What you will do: In the forum thread below on read normalization, condense the paragraph beginning "Deep shotgun sequencing and analysis" into a short bulleted list that keeps its main facts.

Passage to read:
+ + + +
Seqanswers Leaderboard Ad

**pengchy** · 03-27-2013, 04:30 PM

It seems Trinity's In silico Read Normalization hasn't been publised.

**pengchy** · 03-27-2013, 04:46 PM

the following links may be helpful:

DigiNorm on Paired-end samples

DigiNorm on Paired-end samples - SEQanswers

http://seqanswers.com/forums/showthread.php?t=23612

Discussion of next-gen sequencing related bioinformatics: resources, algorithms, open source efforts, etc

What is digital normalization, anyway?

http://ivory.idyll.org/blog/what-is-diginorm.html

I'm out at a Cloud Computing for the Human Microbiome Workshop and I've been trying to convince people of the importance of digital normalization....

Digital normalization of short-read shotgun data

http://ivory.idyll.org/blog/diginorm-paper-posted.html

We just posted a pre-submission paper to arXiv.org: A single pass approach to reducing sampling variation, removing errors, and scaling de novo...

Basic Digital Normalization

https://wiki.hpcc.msu.edu/display/Bioinfo/Basic+Digital+Normalization

A Reference-Free Algorithm for Computational Normalization of Shotgun Sequencing Data

http://arxiv.org/abs/1203.4802

Deep shotgun sequencing and analysis of genomes, transcriptomes, amplified single-cell genomes, and metagenomes has enabled investigation of a wide range of organisms and ecosystems. However, sampling variation in short-read data sets and high sequencing error rates of modern sequencers present many new computational challenges in data interpretation. These challenges have led to the development of new classes of mapping tools and {\em de novo} assemblers. These algorithms are challenged by the continued improvement in sequencing throughput. We here describe digital normalization, a single-pass computational algorithm that systematizes coverage in shotgun sequencing data sets, thereby decreasing sampling variation, discarding redundant data, and removing the majority of errors. Digital normalization substantially reduces the size of shotgun data sets and decreases the memory and time requirements for {\em de novo} sequence assembly, all without significantly impacting content of the generated contigs. We apply digital normalization to the assembly of microbial genomic data, amplified single-cell genomic data, and transcriptomic data. Our implementation is freely available for use and modification.

What does Trinity's In Silico normalization do?

http://ivory.idyll.org/blog/trinity-in-silico-normalize.html

This post can be referenced and cited at the following DOI: http://dx.doi.org/10.6084/m9.figshare.98198. For a few months, the Trinity list was...

**AmyEllison** · 03-28-2013, 04:46 AM

Thanks pengchy!

I have read all already and was wondering if anyone had any experiences with their own data?
+ + + +
Entries shown:
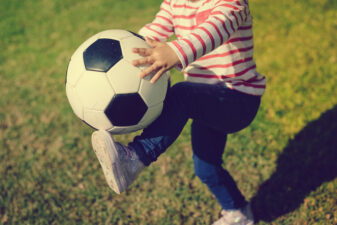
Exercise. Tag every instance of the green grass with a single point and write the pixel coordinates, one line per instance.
(285, 162)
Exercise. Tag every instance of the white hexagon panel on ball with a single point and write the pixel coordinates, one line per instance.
(124, 77)
(94, 90)
(115, 34)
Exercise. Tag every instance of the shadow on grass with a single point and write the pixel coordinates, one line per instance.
(309, 160)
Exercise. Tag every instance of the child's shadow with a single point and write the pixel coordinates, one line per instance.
(309, 160)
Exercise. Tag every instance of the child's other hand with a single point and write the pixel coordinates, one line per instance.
(160, 59)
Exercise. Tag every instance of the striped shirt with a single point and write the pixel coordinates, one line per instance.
(214, 41)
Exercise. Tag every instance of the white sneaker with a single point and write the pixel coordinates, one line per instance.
(120, 164)
(243, 216)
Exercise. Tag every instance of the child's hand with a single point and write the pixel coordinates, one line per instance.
(160, 57)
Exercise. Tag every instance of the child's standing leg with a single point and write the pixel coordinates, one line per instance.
(208, 146)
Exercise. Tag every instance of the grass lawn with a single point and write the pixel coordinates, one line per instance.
(285, 162)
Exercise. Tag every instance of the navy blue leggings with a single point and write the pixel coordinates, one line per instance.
(216, 111)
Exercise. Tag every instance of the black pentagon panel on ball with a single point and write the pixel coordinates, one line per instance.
(102, 55)
(126, 109)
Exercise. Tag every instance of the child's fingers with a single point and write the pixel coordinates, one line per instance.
(151, 42)
(142, 51)
(142, 61)
(157, 75)
(148, 70)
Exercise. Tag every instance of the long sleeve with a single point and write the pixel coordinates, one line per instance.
(224, 19)
(161, 27)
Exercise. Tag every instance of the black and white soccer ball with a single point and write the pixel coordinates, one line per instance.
(104, 89)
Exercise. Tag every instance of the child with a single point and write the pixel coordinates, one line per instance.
(221, 94)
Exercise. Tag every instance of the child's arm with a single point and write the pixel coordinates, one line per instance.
(161, 28)
(224, 20)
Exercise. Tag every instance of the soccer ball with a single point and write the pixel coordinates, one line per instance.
(104, 89)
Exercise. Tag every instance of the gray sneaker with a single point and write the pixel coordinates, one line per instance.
(120, 164)
(243, 216)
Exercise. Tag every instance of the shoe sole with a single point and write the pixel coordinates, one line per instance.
(107, 155)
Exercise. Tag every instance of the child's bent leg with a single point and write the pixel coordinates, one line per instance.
(208, 146)
(215, 105)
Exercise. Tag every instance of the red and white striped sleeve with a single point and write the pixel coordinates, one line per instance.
(161, 27)
(225, 18)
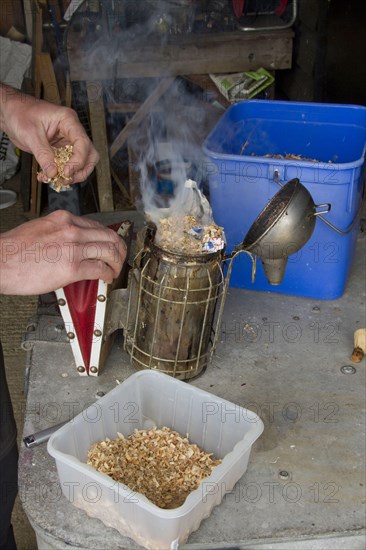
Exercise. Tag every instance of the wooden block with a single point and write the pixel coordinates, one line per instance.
(48, 79)
(196, 54)
(306, 50)
(99, 136)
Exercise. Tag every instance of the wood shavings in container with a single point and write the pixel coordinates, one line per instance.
(62, 156)
(159, 463)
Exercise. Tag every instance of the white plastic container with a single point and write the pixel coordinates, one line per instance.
(146, 399)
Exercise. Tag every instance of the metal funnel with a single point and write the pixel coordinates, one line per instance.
(281, 229)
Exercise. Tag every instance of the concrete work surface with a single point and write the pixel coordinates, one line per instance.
(279, 356)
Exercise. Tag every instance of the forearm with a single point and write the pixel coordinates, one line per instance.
(11, 103)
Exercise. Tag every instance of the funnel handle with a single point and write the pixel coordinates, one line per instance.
(328, 207)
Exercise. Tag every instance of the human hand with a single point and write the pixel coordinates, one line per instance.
(35, 126)
(51, 252)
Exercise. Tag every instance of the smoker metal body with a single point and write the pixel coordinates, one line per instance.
(174, 310)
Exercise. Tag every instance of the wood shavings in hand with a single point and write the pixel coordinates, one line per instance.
(159, 463)
(62, 156)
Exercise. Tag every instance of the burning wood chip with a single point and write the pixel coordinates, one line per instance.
(187, 236)
(62, 156)
(159, 463)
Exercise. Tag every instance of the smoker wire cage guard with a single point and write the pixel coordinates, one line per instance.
(174, 309)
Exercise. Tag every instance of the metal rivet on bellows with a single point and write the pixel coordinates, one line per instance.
(348, 369)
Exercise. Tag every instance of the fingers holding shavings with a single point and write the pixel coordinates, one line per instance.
(159, 463)
(62, 156)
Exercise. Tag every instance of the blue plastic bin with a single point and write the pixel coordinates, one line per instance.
(241, 182)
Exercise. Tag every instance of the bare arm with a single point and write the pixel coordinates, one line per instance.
(50, 252)
(53, 251)
(35, 126)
+ + + +
Answer section:
- Deep shotgun sequencing of genomes, transcriptomes, amplified single-cell genomes and metagenomes has made it possible to study many organisms and ecosystems.
- Sampling variation in short-read data and high sequencer error rates make the data hard to interpret computationally.
- These challenges led to new mapping tools and de novo assemblers, which are strained by ever-rising sequencing throughput.
- Digital normalization is a single-pass algorithm that systematizes coverage. It reduces sampling variation, discards redundant data and removes most errors.
- It greatly shrinks data sets and cuts the memory and time that de novo assembly needs, without significantly affecting the content of the resulting contigs.
- It was applied to microbial genomic, amplified single-cell genomic and transcriptomic data.
- The implementation is freely available to use and modify.